Lesetext =>

# Menü für rechte Maustaste??



## Flox (23. Dezember 2001)

Hi, 
ich versuch gerade, in mein Projekt ein Menü auf die rechte Maustaste zu legen, aber irgendwie will das nicht!!

Leider weiß ich nicht, wie ich die rechte Maustaste ansprechen soll, das dann an die Stelle, wo sich der Mauszeiger gerade befindet, ein Formular geladen werden soll!!

Kann mir wer helfen?

MFG
Flox


----------



## Justus (24. Dezember 2001)

Hi
Ist gar nicht so schwer:
Als erstes musst du ein Menü im Menüeditor (Strg+E) erstellen.

Auflistung =>
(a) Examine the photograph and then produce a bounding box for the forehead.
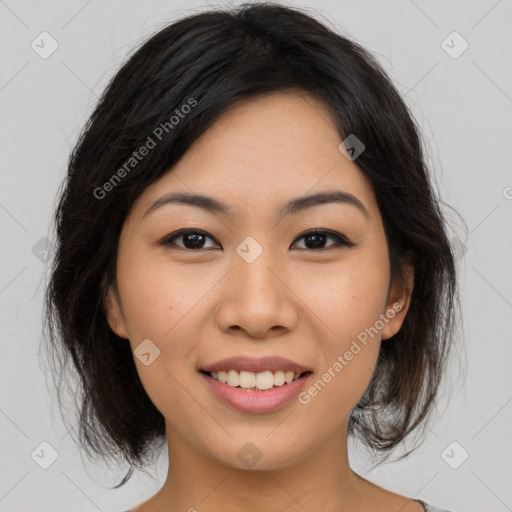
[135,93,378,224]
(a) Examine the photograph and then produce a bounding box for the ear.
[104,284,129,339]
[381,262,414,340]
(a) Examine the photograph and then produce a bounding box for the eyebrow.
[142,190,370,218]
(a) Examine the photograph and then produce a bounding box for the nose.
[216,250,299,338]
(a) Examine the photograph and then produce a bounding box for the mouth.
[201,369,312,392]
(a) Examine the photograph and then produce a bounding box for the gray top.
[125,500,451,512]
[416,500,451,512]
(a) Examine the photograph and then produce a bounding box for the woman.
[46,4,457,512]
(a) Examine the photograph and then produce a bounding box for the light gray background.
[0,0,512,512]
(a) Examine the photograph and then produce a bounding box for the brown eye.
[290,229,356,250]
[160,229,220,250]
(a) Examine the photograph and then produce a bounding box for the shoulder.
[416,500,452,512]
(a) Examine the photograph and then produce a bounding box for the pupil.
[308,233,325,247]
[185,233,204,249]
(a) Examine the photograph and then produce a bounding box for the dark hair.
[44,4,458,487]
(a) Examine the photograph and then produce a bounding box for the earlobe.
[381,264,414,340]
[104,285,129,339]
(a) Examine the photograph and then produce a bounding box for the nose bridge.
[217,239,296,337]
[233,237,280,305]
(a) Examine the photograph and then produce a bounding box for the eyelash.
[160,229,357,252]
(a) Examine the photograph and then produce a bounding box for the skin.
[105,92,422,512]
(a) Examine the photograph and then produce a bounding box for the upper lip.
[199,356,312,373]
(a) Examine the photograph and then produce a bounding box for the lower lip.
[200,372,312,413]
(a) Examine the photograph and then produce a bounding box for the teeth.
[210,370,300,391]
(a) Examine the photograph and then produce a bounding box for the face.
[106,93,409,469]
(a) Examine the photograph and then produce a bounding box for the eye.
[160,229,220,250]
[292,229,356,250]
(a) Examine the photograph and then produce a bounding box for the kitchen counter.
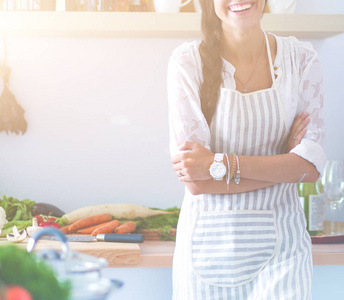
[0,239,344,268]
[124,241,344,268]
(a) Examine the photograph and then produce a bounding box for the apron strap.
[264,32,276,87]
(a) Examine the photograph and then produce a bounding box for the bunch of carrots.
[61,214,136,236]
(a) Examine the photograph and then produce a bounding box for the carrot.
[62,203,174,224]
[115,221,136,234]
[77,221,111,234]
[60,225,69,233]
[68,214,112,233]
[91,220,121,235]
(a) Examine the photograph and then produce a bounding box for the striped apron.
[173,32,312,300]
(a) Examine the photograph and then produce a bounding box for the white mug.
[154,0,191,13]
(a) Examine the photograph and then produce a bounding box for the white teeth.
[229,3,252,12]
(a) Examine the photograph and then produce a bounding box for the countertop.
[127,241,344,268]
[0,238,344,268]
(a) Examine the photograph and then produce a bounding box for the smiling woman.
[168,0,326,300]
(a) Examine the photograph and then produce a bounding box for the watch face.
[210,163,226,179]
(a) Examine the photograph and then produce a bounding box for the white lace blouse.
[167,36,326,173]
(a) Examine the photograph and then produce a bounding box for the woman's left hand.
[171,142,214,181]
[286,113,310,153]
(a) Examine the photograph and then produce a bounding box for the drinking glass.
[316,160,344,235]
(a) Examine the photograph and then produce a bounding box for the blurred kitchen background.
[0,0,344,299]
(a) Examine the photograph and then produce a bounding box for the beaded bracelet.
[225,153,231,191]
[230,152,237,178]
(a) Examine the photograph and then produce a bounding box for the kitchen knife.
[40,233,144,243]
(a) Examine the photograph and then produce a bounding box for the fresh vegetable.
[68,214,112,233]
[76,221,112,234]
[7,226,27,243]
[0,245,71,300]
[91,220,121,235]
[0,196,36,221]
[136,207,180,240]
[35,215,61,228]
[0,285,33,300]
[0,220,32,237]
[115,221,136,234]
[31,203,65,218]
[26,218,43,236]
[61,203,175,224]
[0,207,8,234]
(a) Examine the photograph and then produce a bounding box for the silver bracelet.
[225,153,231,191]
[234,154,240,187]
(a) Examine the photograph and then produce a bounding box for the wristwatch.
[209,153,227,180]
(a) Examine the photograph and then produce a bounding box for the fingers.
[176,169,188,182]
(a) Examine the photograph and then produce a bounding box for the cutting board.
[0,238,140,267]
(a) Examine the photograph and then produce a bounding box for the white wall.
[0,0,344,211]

==

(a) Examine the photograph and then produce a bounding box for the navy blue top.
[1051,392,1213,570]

Aufgaben =>
**a)** Beantworte anhand des Forumsbeitrags zum Rechtsklick-Menü:
(i) An welchem Datum hat Flox seinen Beitrag geschrieben?
(ii) Was soll an der Stelle geladen werden, an der sich der Mauszeiger befindet?
(iii) Mit welcher Tastenkombination öffnet man laut Justus den Menüeditor?
**b)** Gib den Forumsbeitrag zum Rechtsklick-Menü von „## Flox (23.“ bis einschließlich „mir wer helfen?“ erneut wieder und ersetze dabei „Projekt“ durch „Programm“.
**c)** Bitte führe den Forumsbeitrag zum Rechtsklick-Menü nach seinem letzten Satz weiter.
Die Einträge spielen hierfür keine Rolle.

Antworten =>
**a)**
(i) Am 23. Dezember 2001.
(ii) Ein Formular.
(iii) Mit Strg+E.

**b)**
## Flox (23. Dezember 2001)

Hi, 
ich versuch gerade, in mein Programm ein Menü auf die rechte Maustaste zu legen, aber irgendwie will das nicht!!

Leider weiß ich nicht, wie ich die rechte Maustaste ansprechen soll, das dann an die Stelle, wo sich der Mauszeiger gerade befindet, ein Formular geladen werden soll!!

Kann mir wer helfen?

**c)**
Das nennst du z.B mnupopup

Der Code lautet dann folgendermasen:

Private Sub Form_MouseDown(Button As Integer, Shift As Integer, X As Single, Y As Single)
If Button = 2 Then PopupMenu mnupopup
End Sub

Wenn jetzt die rechte Maustaste auf Form1 gedrückt wird, wir an der Position des Cursors das menü "mnupopup" aufgerufen.

Hoffe ich konnte dir helfen

MFG
Justus


----------



## Johannes Postler (30. Dezember 2001)

super, werd ich mir merken!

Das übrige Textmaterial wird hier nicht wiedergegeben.